Vinicius de Moraes - O tempo nos parques

Ao ler este poema de Vinicius, recordei-me, primeiramente, das duas oportunidades em que estive no Jardim Botânico do Rio de Janeiro – com as suas frondosas palmeiras imperiais na ala de entrada – e, depois, da única vez em que fui flanar no Jardim Botânico de Brasília – e me contristei com o estado em que se encontrava o espaço ali dedicado à grande artista inglesa Margaret Mee (1909-1988).

Mas o melhor de tudo é reconhecer como um poeta, a exemplo de Vinicius, mostra-se capaz de capturar o estado em que a alma mergulha ao se ver rodeada pela natureza: é como se adentrássemos um estágio de existência mais saudável, feliz e expedito – experimentando as mãos sujas e os pés molhados –, fazendo-nos sentir mais vivos, obviamente distantes de nossas ruminações quotidianas.

J.A.R. – H.C.

Vinicius de Moraes
(1913-1980)

O tempo nos parques

O tempo nos parques é íntimo, inadiável, imparticipante,
imarcescível.
Medita nas altas frondes, na última palma da palmeira
Na grande pedra intacta, o tempo nos parques.
O tempo nos parques cisma no olhar cego dos lagos
Dorme nas furnas, isola-se nos quiosques
Oculta-se no torso muscular dos fícus, o tempo nos parques.
O tempo nos parques gera o silêncio do piar dos pássaros
Do passar dos passos, da cor que se move ao longe.
É alto, antigo, presciente o tempo nos parques
É incorruptível; o prenúncio de uma aragem
A agonia de uma folha, o abrir-se de uma flor
Deixam um frêmito no espaço do tempo nos parques.
O tempo nos parques envolve de redomas invisíveis
Os que se amam; eterniza os anseios, petrifica
Os gestos, anestesia os sonhos, o tempo nos parques.
Nos homens dormentes, nas pontes que fogem, na franja
Dos chorões, na cúpula azul o tempo perdura
Nos parques; e a pequenina cutia surpreende
A imobilidade anterior desse tempo no mundo
Porque imóvel, elementar, autêntico, profundo
É o tempo nos parques.

A cidade vista do outro lado do lago
(Leonid Afremov: pintor israelense)

Referência:

MORAES, Vinicius. O tempo nos parques. In: __________. Antologia poética. 14ª reimpressão. São Paulo, SP: Companhia das Letras, 2000. p. 160.

☆ ☆ ☆ ☆

TAREFAS
[1] No texto sobre o tempo nos parques, a que artista inglesa é dedicado o espaço do Jardim Botânico de Brasília?
[2] Transcreva do texto sobre o tempo nos parques tudo o que vai de "J.A.R. – H.C." até "intacta, o tempo nos parques.".
Os dados não têm relação com o texto.

☆ ☆ ☆ ☆

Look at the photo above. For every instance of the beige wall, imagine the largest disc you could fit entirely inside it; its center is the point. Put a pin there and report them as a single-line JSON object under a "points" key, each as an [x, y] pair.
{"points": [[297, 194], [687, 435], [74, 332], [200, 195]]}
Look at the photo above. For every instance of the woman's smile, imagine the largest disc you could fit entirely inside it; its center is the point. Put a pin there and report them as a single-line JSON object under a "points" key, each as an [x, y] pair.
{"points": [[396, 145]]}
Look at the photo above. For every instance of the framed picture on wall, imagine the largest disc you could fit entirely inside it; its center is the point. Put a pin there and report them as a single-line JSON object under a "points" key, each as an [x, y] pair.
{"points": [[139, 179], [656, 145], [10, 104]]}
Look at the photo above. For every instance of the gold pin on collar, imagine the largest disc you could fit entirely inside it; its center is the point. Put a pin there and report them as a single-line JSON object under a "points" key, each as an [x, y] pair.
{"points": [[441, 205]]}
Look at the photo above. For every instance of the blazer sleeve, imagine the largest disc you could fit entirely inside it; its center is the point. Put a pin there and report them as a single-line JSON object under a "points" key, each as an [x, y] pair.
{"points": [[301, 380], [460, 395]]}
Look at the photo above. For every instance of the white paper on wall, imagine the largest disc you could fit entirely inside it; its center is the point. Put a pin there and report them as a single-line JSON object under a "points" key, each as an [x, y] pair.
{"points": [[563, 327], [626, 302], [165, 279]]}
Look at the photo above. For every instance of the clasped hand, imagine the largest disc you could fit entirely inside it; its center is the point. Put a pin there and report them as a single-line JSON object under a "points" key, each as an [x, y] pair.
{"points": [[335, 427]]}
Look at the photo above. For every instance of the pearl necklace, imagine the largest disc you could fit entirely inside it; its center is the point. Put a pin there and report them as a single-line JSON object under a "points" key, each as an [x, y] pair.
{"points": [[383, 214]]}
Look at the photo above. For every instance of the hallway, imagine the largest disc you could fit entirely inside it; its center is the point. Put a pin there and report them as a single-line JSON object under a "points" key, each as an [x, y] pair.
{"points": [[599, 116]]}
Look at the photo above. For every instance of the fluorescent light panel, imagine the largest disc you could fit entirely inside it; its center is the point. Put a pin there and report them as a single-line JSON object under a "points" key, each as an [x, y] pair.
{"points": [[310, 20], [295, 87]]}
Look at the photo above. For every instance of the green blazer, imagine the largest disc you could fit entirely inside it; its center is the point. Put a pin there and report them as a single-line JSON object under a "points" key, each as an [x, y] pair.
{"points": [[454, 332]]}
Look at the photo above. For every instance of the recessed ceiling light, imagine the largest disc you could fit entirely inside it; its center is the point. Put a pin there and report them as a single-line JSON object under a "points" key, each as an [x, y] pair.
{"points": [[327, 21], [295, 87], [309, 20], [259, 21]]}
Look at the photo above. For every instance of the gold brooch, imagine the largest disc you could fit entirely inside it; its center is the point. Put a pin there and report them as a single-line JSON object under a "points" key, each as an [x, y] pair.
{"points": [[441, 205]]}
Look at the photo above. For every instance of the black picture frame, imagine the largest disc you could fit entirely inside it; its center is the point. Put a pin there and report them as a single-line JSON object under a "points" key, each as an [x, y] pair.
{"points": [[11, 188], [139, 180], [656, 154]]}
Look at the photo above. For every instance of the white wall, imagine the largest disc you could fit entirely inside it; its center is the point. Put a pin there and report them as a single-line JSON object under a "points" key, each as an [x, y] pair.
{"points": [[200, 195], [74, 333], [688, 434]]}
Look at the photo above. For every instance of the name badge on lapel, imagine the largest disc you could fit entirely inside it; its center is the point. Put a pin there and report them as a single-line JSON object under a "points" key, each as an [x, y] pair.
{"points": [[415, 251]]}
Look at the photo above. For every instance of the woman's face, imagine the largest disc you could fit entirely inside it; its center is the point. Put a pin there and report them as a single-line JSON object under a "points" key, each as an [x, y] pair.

☆ ☆ ☆ ☆

RESPOSTAS FINAIS
[1] Margaret Mee.

[2]
J.A.R. – H.C.

Vinicius de Moraes
(1913-1980)

O tempo nos parques

O tempo nos parques é íntimo, inadiável, imparticipante,
imarcescível.
Medita nas altas frondes, na última palma da palmeira
Na grande pedra intacta, o tempo nos parques.